> _Stated task_
Everything in the data should be repeated exactly, save for the images.

Start Data section

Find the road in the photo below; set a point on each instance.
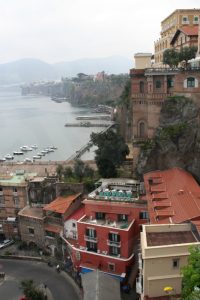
(17, 270)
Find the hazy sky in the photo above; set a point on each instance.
(63, 30)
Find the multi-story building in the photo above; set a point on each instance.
(107, 228)
(164, 251)
(150, 87)
(42, 226)
(176, 20)
(13, 197)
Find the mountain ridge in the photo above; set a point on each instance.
(27, 70)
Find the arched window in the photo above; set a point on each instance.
(141, 86)
(190, 82)
(141, 129)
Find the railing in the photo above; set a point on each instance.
(113, 243)
(89, 238)
(139, 285)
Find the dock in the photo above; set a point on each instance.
(87, 124)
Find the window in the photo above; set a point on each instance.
(141, 87)
(158, 84)
(144, 215)
(16, 201)
(31, 230)
(191, 82)
(114, 237)
(111, 267)
(170, 82)
(100, 215)
(175, 263)
(122, 218)
(113, 250)
(91, 246)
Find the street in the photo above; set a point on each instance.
(40, 273)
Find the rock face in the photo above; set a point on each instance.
(177, 139)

End Data section

> _Task result_
Find the road in the photo below; set a point on each instance.
(17, 270)
Find the hazy sky in the photo above; set a point on each instance.
(63, 30)
Find the multi-story building in the photo above; set a point on each instance.
(107, 228)
(164, 251)
(150, 87)
(42, 226)
(176, 20)
(13, 197)
Find the mountain ridge in the photo above; set a point on each instance.
(27, 70)
Find the arched window in the photo above; set a point on each instance.
(141, 86)
(190, 82)
(141, 129)
Find the railing in the photo above; set a point on each instance.
(113, 243)
(89, 238)
(139, 285)
Find the dock in the photo above; set a point on each instance.
(87, 124)
Find the window in the photo above; set a point on each instance.
(141, 87)
(158, 84)
(144, 215)
(16, 201)
(31, 230)
(191, 82)
(114, 237)
(111, 267)
(170, 82)
(100, 215)
(175, 263)
(122, 218)
(113, 250)
(91, 246)
Find the street in the photo above; set a point on each instance.
(40, 273)
Find the rock face in the photo above; set a point on each instance.
(177, 139)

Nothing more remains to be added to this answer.